#### [EXERCISE PROMPT]
In the records below, the line with "box: [454, 294, 489, 326]" opens the range and the line with "355L225 368L247 376L258" closes it; print that range exactly and nothing else.

(EXERCISE MATERIAL Opens)

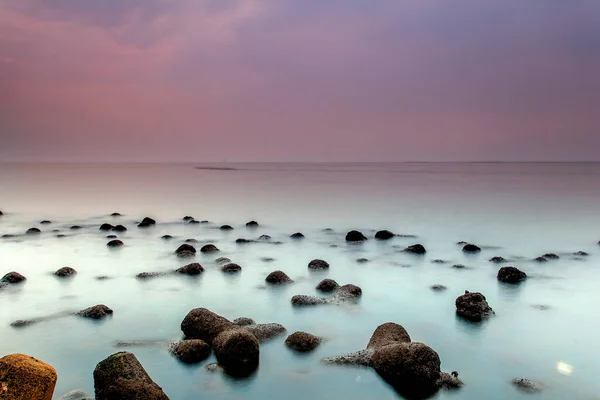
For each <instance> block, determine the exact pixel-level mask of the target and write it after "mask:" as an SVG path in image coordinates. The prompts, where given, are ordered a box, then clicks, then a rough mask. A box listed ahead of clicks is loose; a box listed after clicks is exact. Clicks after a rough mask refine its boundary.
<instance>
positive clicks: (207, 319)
mask: <svg viewBox="0 0 600 400" xmlns="http://www.w3.org/2000/svg"><path fill="white" fill-rule="evenodd" d="M234 326H235V325H234V324H233V323H232V322H231V321H229V320H228V319H226V318H223V317H221V316H220V315H218V314H215V313H214V312H212V311H210V310H208V309H206V308H194V309H193V310H191V311H190V312H189V313H188V314H187V315H186V316H185V318H184V319H183V321H182V322H181V330H182V331H183V334H184V335H185V337H186V339H202V340H204V341H205V342H206V343H208V344H212V342H213V340H214V339H215V338H216V337H217V335H219V334H220V333H221V332H224V331H226V330H230V329H233V328H234Z"/></svg>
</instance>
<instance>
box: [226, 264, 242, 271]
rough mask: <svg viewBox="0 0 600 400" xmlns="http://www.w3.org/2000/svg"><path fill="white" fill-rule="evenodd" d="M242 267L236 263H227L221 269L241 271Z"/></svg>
mask: <svg viewBox="0 0 600 400" xmlns="http://www.w3.org/2000/svg"><path fill="white" fill-rule="evenodd" d="M241 270H242V267H240V266H239V265H238V264H235V263H229V264H225V265H223V266H222V267H221V271H223V272H240V271H241Z"/></svg>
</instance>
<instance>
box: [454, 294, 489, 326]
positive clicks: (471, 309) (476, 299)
mask: <svg viewBox="0 0 600 400" xmlns="http://www.w3.org/2000/svg"><path fill="white" fill-rule="evenodd" d="M455 304H456V314H458V315H459V316H461V317H463V318H465V319H467V320H469V321H474V322H477V321H481V320H483V319H485V318H489V317H491V316H492V315H494V310H492V307H490V306H489V304H488V302H487V300H486V298H485V296H484V295H482V294H481V293H479V292H472V293H471V292H469V291H468V290H467V291H465V294H463V295H462V296H459V297H458V298H457V299H456V302H455Z"/></svg>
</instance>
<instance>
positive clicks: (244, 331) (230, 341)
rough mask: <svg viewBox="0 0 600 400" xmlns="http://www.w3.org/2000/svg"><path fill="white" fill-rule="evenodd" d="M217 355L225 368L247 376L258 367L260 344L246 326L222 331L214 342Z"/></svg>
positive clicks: (225, 370) (216, 338) (225, 368)
mask: <svg viewBox="0 0 600 400" xmlns="http://www.w3.org/2000/svg"><path fill="white" fill-rule="evenodd" d="M213 347H214V351H215V356H216V357H217V361H218V362H219V364H220V365H221V366H222V367H223V369H224V370H225V371H226V372H227V373H229V374H231V375H234V376H247V375H250V374H251V373H252V372H254V371H255V370H256V368H258V363H259V356H260V344H259V342H258V339H257V338H256V336H254V335H253V334H252V333H250V332H248V330H246V329H245V328H241V327H239V328H234V329H229V330H226V331H224V332H221V333H220V334H219V335H218V336H217V337H215V339H214V342H213Z"/></svg>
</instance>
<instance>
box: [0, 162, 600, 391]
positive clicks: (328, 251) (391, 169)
mask: <svg viewBox="0 0 600 400" xmlns="http://www.w3.org/2000/svg"><path fill="white" fill-rule="evenodd" d="M213 166H215V165H211V167H213ZM226 166H227V167H228V168H236V169H233V170H214V169H195V168H194V166H193V165H168V164H167V165H160V164H130V165H114V164H113V165H78V164H71V165H69V164H63V165H61V164H54V165H52V164H49V165H42V164H0V210H2V211H4V213H5V215H4V216H2V217H0V234H21V233H23V232H24V231H25V230H26V229H27V228H30V227H32V226H37V227H39V228H40V229H41V230H42V234H41V235H39V236H37V237H31V236H17V237H15V238H10V239H1V240H0V275H3V274H4V273H6V272H9V271H18V272H20V273H22V274H23V275H25V276H26V277H27V278H28V280H27V282H26V283H25V284H23V285H19V286H17V287H10V288H8V289H5V290H3V291H0V355H3V354H8V353H14V352H21V353H26V354H29V355H32V356H35V357H38V358H40V359H42V360H44V361H46V362H48V363H50V364H52V365H53V366H54V367H55V368H56V369H57V371H58V373H59V381H58V385H57V389H56V392H55V393H56V397H57V398H58V397H60V395H61V394H63V393H65V392H67V391H69V390H73V389H83V390H84V391H86V392H87V393H88V394H89V395H92V394H93V379H92V371H93V369H94V367H95V365H96V364H97V363H98V362H99V361H101V360H102V359H104V358H105V357H106V356H108V355H110V354H112V353H114V352H116V351H119V350H121V349H118V348H115V346H114V343H115V341H117V340H160V341H163V340H164V341H175V340H178V339H180V337H181V331H180V328H179V326H180V323H181V320H182V319H183V317H184V316H185V315H186V314H187V312H188V311H189V310H190V309H192V308H195V307H200V306H201V307H206V308H209V309H211V310H213V311H215V312H217V313H219V314H221V315H223V316H225V317H227V318H230V319H234V318H237V317H241V316H247V317H251V318H253V319H255V320H256V321H257V322H261V323H263V322H264V323H266V322H278V323H281V324H283V325H284V326H285V327H286V328H287V329H288V333H292V332H294V331H296V330H304V331H307V332H310V333H313V334H316V335H319V336H323V337H324V338H325V342H324V343H323V344H322V345H321V346H320V347H319V348H317V350H316V351H314V352H313V353H311V354H308V355H296V354H294V353H292V352H291V351H289V350H288V349H287V348H286V347H285V345H284V344H283V341H284V339H285V335H284V336H282V337H279V338H276V339H274V340H272V341H270V342H267V343H264V344H262V345H261V365H260V369H259V371H258V372H257V373H256V374H255V375H254V376H253V377H252V378H250V379H245V380H234V379H232V378H229V377H227V376H225V375H223V374H221V373H210V372H207V371H206V370H205V369H204V368H203V367H204V365H206V364H208V363H210V362H214V357H211V358H209V359H208V360H206V361H205V362H203V363H201V364H199V365H195V366H186V365H183V364H181V363H180V362H178V361H177V360H176V359H175V358H173V357H172V356H171V355H170V354H169V353H168V352H167V351H166V350H165V349H164V348H163V347H162V346H160V345H156V346H147V347H134V348H129V349H128V350H129V351H132V352H133V353H135V354H136V356H137V357H138V358H139V359H140V361H141V362H142V364H143V365H144V367H145V368H146V370H147V371H148V372H149V374H150V376H151V377H152V378H153V379H154V380H155V381H156V382H157V383H158V384H159V385H160V386H161V387H163V389H164V390H165V392H166V393H167V394H168V395H169V396H170V397H171V399H196V398H201V397H208V396H210V398H215V399H241V398H244V399H248V398H256V399H258V398H265V397H274V398H280V397H284V396H285V397H286V398H290V399H306V398H311V399H330V398H345V399H375V398H376V399H397V398H398V397H399V396H398V395H397V394H396V393H395V392H394V391H393V389H392V388H390V387H389V386H388V385H387V384H385V383H384V382H383V381H382V380H381V379H380V378H379V377H378V376H377V375H376V374H375V373H374V372H373V371H372V370H370V369H365V368H348V367H336V366H326V365H322V364H320V362H319V360H320V359H321V358H323V357H326V356H331V355H337V354H341V353H346V352H351V351H356V350H360V349H362V348H364V347H365V346H366V344H367V342H368V340H369V337H370V336H371V334H372V332H373V330H375V328H376V327H377V326H378V325H380V324H381V323H384V322H387V321H393V322H397V323H400V324H402V325H403V326H404V327H405V328H406V329H407V331H408V332H409V334H410V335H411V337H412V339H413V340H414V341H421V342H424V343H427V344H428V345H430V346H431V347H432V348H434V349H435V350H436V351H437V352H438V353H439V355H440V358H441V360H442V369H443V370H445V371H448V372H449V371H452V370H457V371H458V372H459V373H460V377H461V378H462V380H463V381H464V382H465V386H464V387H463V388H462V389H461V390H459V391H457V392H440V393H439V394H438V395H437V396H436V398H439V399H451V398H455V399H482V398H485V399H506V398H511V399H512V398H514V399H519V398H526V397H528V395H527V394H522V393H520V392H518V391H517V390H516V389H514V388H513V387H512V385H511V384H510V380H511V379H512V378H515V377H526V378H530V379H535V380H540V381H542V382H543V383H544V384H545V389H544V391H543V392H542V393H541V394H540V395H538V396H537V397H538V398H543V399H565V398H569V399H594V398H597V396H598V395H597V393H598V392H599V391H600V383H599V382H598V381H597V379H596V377H597V372H598V367H597V360H598V357H599V356H600V348H598V346H597V341H596V332H597V330H598V328H599V325H600V323H599V322H598V321H600V319H599V317H600V311H599V310H598V304H600V298H599V295H598V294H597V287H598V284H599V283H600V274H599V273H598V267H599V260H600V257H599V255H598V254H599V253H600V246H598V244H597V242H598V240H600V231H599V229H598V226H600V213H598V212H597V204H598V202H599V200H600V164H230V163H228V164H227V165H226ZM115 211H118V212H121V213H122V214H123V216H122V217H120V218H111V217H108V216H107V215H108V214H110V213H112V212H115ZM184 215H193V216H194V217H195V218H196V219H198V220H204V219H207V220H210V221H211V223H210V224H199V225H185V224H184V223H183V222H182V221H181V218H182V217H183V216H184ZM144 216H151V217H153V218H155V219H156V220H157V221H158V225H157V226H156V227H153V228H149V229H138V228H136V227H135V225H134V222H135V221H140V220H141V219H142V218H143V217H144ZM43 219H49V220H52V222H53V223H52V224H51V225H39V224H38V222H39V221H41V220H43ZM252 219H255V220H257V221H258V222H259V223H260V224H261V226H260V227H259V228H257V229H248V228H246V227H245V226H244V224H245V223H246V222H247V221H249V220H252ZM102 222H110V223H113V224H115V223H122V224H124V225H126V226H127V227H128V228H129V230H128V231H127V232H125V233H123V234H117V235H118V236H119V238H120V239H121V240H123V241H124V242H125V246H124V247H123V248H120V249H112V250H111V249H108V248H107V247H106V242H107V241H108V240H107V239H105V236H106V235H107V234H108V233H106V232H100V231H99V230H98V226H99V225H100V224H101V223H102ZM74 224H78V225H82V226H83V229H81V230H79V231H70V230H69V229H68V227H69V226H71V225H74ZM221 224H230V225H232V226H233V227H234V228H235V229H234V230H233V231H231V232H222V231H220V230H218V229H217V227H218V226H219V225H221ZM323 228H332V229H333V230H334V231H333V232H324V231H323ZM53 229H59V230H60V231H61V233H64V234H66V235H67V236H66V237H64V238H57V237H55V235H56V233H53V232H51V231H52V230H53ZM350 229H358V230H361V231H362V232H363V233H365V235H366V236H368V237H370V238H372V237H373V235H374V233H375V231H376V230H378V229H390V230H392V231H393V232H395V233H400V234H413V235H417V236H418V237H417V238H394V239H392V240H390V241H387V242H377V241H375V240H372V239H371V240H369V241H368V242H366V243H363V244H360V245H349V244H346V243H345V242H344V235H345V233H346V232H347V231H348V230H350ZM296 231H301V232H303V233H304V234H305V235H306V239H304V240H301V241H293V240H291V239H289V238H288V236H289V235H290V234H291V233H294V232H296ZM164 234H170V235H172V236H174V237H175V239H173V240H171V241H164V240H162V239H160V237H161V236H162V235H164ZM261 234H269V235H271V236H272V237H273V239H274V240H281V241H283V242H284V243H283V244H282V245H273V244H265V243H251V244H243V245H237V244H235V243H234V241H235V239H237V238H239V237H245V238H257V237H258V236H260V235H261ZM187 238H196V239H198V240H199V241H200V242H201V243H204V242H210V243H214V244H216V245H217V247H219V248H220V249H221V250H222V251H221V252H220V253H219V254H218V255H217V256H215V255H210V256H209V255H201V254H198V256H196V257H195V261H198V262H200V263H201V264H202V265H203V266H204V267H205V268H206V272H205V273H204V274H202V275H201V276H200V277H197V278H190V277H179V276H167V277H161V278H156V279H152V280H147V281H139V280H137V279H135V278H134V276H135V275H136V274H137V273H139V272H144V271H151V272H153V271H167V270H172V269H175V268H177V267H179V266H181V265H184V264H186V262H185V261H182V260H180V259H177V257H176V256H175V255H174V254H173V251H174V250H175V249H176V248H177V247H178V246H179V245H180V244H181V243H182V242H183V240H185V239H187ZM460 240H465V241H469V242H473V243H476V244H478V245H480V246H485V247H484V249H483V251H482V252H481V254H478V255H475V256H468V255H465V254H463V253H462V252H461V249H460V247H459V246H457V245H456V242H457V241H460ZM201 243H199V244H198V245H197V247H199V246H201ZM414 243H423V244H424V245H425V246H426V247H427V249H428V253H427V255H426V256H424V257H414V256H410V255H408V254H404V253H401V252H399V250H401V249H402V248H404V247H405V246H407V245H410V244H414ZM332 245H335V246H337V247H332ZM579 250H583V251H586V252H588V253H589V254H590V255H589V256H588V257H581V259H577V258H576V257H574V256H573V255H572V253H573V252H575V251H579ZM546 252H555V253H557V254H559V255H560V256H561V258H560V259H559V260H556V261H550V262H548V263H544V264H537V263H534V262H532V261H530V260H531V259H532V258H534V257H536V256H538V255H541V254H544V253H546ZM496 255H500V256H504V257H505V258H510V259H512V260H513V261H511V262H510V264H511V265H514V266H516V267H518V268H520V269H522V270H524V271H525V272H527V273H528V275H530V279H528V280H527V282H525V283H524V284H522V285H519V286H516V287H511V286H506V285H502V284H499V283H498V282H497V281H496V278H495V275H496V272H497V270H498V268H499V267H500V266H501V265H497V264H492V263H489V262H488V261H487V260H488V259H489V258H490V257H492V256H496ZM218 256H225V257H230V258H231V259H232V260H233V261H234V262H237V263H238V264H240V265H241V266H242V267H243V271H242V273H241V274H239V275H237V276H231V275H224V274H223V273H221V272H220V271H219V269H218V266H217V265H216V264H215V263H214V259H215V258H216V257H218ZM262 257H272V258H274V259H275V261H272V262H265V261H262V260H261V258H262ZM363 257H364V258H368V259H369V260H370V262H368V263H365V264H360V263H357V262H356V259H357V258H363ZM313 258H323V259H325V260H327V261H328V262H329V263H330V264H331V268H330V270H329V271H327V272H320V273H317V272H312V273H311V272H309V271H308V269H307V264H308V262H309V261H310V260H311V259H313ZM434 259H443V260H446V261H447V263H444V264H434V263H432V260H434ZM455 263H461V264H464V265H466V266H467V267H468V268H467V269H464V270H457V269H453V268H451V265H453V264H455ZM66 265H68V266H71V267H73V268H75V269H76V270H77V271H78V274H77V276H75V277H74V278H72V279H68V280H59V279H57V278H55V277H54V276H53V275H52V272H54V271H55V270H57V269H58V268H60V267H63V266H66ZM276 269H281V270H283V271H285V272H286V273H287V274H288V275H290V277H291V278H292V279H294V280H295V281H296V282H295V283H294V284H292V285H288V286H286V287H283V288H266V287H265V285H264V278H265V277H266V275H267V274H268V273H269V272H271V271H273V270H276ZM101 275H105V276H108V277H110V278H111V279H107V280H97V279H96V277H98V276H101ZM324 277H330V278H334V279H336V280H337V281H338V282H340V283H341V284H344V283H354V284H356V285H359V286H360V287H361V288H362V289H363V296H362V299H361V300H360V301H359V302H358V304H356V305H345V306H319V307H314V308H307V309H294V308H292V306H291V304H290V298H291V297H292V296H293V295H295V294H309V295H315V294H316V293H315V290H314V287H315V285H316V284H317V283H318V282H319V281H320V280H321V279H323V278H324ZM436 283H439V284H443V285H445V286H447V287H448V290H446V291H445V292H441V293H437V292H433V291H432V290H430V289H429V286H431V285H432V284H436ZM465 289H467V290H470V291H481V292H482V293H484V294H485V295H486V297H487V299H488V302H489V303H490V305H491V306H492V307H493V308H494V310H495V311H496V315H495V316H494V317H493V318H491V319H490V320H489V321H486V322H484V323H482V324H472V323H468V322H465V321H462V320H460V319H457V318H456V316H455V313H454V311H455V308H454V300H455V298H456V297H457V296H458V295H460V294H462V293H463V292H464V290H465ZM98 303H103V304H106V305H108V306H109V307H111V308H113V309H114V310H115V313H114V315H113V317H112V318H109V319H107V320H104V321H101V322H93V321H92V322H91V321H88V320H83V319H79V318H77V317H64V318H59V319H55V320H49V321H43V322H40V323H38V324H35V325H32V326H29V327H25V328H21V329H15V328H12V327H10V326H9V324H10V323H11V322H12V321H14V320H17V319H24V318H33V317H40V316H45V315H49V314H54V313H57V312H62V311H65V310H74V311H76V310H80V309H83V308H85V307H88V306H91V305H94V304H98ZM539 304H543V305H549V306H550V308H549V309H548V310H545V311H542V310H539V309H537V308H534V307H533V305H539ZM560 361H563V362H566V363H568V364H570V365H572V366H573V373H572V374H571V375H563V374H560V373H559V372H558V371H557V367H556V364H557V362H560Z"/></svg>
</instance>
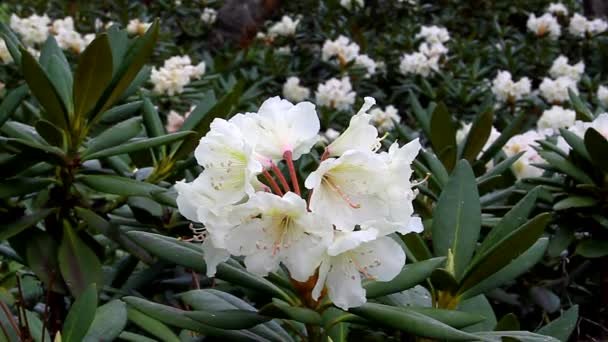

(EXERCISE MATERIAL Closes)

#### [OUTPUT FOR THIS TASK]
box: [454, 294, 489, 326]
positive clicks: (471, 309) (476, 299)
mask: <svg viewBox="0 0 600 400" xmlns="http://www.w3.org/2000/svg"><path fill="white" fill-rule="evenodd" d="M455 304H456V314H458V315H459V316H461V317H463V318H465V319H467V320H469V321H474V322H477V321H481V320H483V319H485V318H489V317H491V316H492V315H494V310H492V307H490V306H489V304H488V302H487V300H486V298H485V296H484V295H482V294H481V293H479V292H472V293H471V292H469V291H468V290H467V291H465V294H463V295H462V296H459V297H458V298H457V299H456V302H455Z"/></svg>
</instance>
<instance>
positive clicks: (244, 331) (230, 341)
rough mask: <svg viewBox="0 0 600 400" xmlns="http://www.w3.org/2000/svg"><path fill="white" fill-rule="evenodd" d="M217 355L225 368L247 376L258 367L260 344L246 326L222 331L214 342Z"/></svg>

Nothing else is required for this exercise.